**** TEXT EXTRACT
# Night Fishing Ormond/Port Orange



## mille33 (Dec 19, 2007)

Has anyone been having any luck fishing in the late afternoon or evening hours anywhere in Ormond or Port Orange lately? Its been a while since I've been out, just trying to see what to expect. THANKS!


----------



## 1fishingfool (Apr 24, 2009)

*port orange*

I have been out at dunlawton a few times these past couple weeks. south bridge in port orange. Trying to get a keeper snook before the season ends. I was there tonight. You got to catch the tide when its moving. Tonight I went out to target snook and caught a couple trout, lady fish, a small snook and I hooked into my biggest fish yet and it frayed and broke my leader. That fish was making my drag whistle. I wish i could have seen what it was put it was staying under the bridge. I was using a shallow water bomber.


----------



## patrck17 (Jun 10, 2009)
********
**** DATA LISTING
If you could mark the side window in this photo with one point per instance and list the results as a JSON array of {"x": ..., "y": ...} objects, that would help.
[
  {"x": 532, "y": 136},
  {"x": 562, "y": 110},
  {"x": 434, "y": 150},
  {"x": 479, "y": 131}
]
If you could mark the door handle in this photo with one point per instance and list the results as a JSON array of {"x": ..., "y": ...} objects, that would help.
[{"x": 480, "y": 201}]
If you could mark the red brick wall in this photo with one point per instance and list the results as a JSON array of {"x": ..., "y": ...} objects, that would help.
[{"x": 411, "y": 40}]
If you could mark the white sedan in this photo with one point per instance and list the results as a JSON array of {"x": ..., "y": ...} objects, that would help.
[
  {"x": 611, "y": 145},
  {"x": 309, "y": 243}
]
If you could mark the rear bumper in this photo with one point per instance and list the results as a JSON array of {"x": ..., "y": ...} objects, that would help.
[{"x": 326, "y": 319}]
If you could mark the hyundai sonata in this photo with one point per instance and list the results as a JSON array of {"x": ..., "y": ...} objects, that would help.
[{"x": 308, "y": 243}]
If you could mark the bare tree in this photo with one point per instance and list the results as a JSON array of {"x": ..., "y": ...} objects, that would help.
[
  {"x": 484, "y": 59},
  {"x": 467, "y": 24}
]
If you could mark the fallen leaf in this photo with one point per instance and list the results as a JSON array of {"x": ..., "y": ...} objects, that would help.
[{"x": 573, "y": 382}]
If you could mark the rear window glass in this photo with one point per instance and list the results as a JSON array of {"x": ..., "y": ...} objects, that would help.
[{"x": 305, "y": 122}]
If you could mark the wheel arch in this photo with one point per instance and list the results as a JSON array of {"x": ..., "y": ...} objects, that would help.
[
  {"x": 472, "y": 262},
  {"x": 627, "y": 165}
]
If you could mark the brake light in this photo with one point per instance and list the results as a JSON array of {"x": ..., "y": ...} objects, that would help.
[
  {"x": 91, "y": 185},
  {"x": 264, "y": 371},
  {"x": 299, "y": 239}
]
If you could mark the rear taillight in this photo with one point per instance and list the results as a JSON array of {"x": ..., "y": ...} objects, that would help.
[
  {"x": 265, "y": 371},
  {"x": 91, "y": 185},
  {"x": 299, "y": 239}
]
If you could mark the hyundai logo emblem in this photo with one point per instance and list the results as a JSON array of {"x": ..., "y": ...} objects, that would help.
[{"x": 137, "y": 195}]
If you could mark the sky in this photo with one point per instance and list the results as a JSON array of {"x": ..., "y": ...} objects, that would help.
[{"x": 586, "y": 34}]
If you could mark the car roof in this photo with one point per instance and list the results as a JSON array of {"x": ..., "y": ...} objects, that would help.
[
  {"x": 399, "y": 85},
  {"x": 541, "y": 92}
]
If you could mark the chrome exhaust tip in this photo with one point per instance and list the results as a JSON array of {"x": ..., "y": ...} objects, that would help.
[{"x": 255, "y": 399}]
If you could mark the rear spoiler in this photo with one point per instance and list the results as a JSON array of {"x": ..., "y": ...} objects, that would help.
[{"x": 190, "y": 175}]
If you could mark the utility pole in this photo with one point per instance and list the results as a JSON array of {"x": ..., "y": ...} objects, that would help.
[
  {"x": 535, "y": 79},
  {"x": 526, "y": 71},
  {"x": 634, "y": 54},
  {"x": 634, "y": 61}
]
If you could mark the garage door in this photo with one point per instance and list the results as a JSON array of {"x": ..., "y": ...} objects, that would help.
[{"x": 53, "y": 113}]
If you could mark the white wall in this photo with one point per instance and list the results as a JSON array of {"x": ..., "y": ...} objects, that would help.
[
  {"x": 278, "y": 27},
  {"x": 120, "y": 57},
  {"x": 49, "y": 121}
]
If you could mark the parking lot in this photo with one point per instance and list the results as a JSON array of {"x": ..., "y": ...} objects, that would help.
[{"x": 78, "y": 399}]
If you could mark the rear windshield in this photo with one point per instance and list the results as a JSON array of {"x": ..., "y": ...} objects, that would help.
********
GIVEN REQUEST:
Copy, word for word, the stretch of the night fishing thread that begins with "Has anyone been" and ends with "(Apr 24, 2009)". You won't need the lines above.

SOLUTION FOR THIS EXERCISE:
Has anyone been having any luck fishing in the late afternoon or evening hours anywhere in Ormond or Port Orange lately? Its been a while since I've been out, just trying to see what to expect. THANKS!


----------



## 1fishingfool (Apr 24, 2009)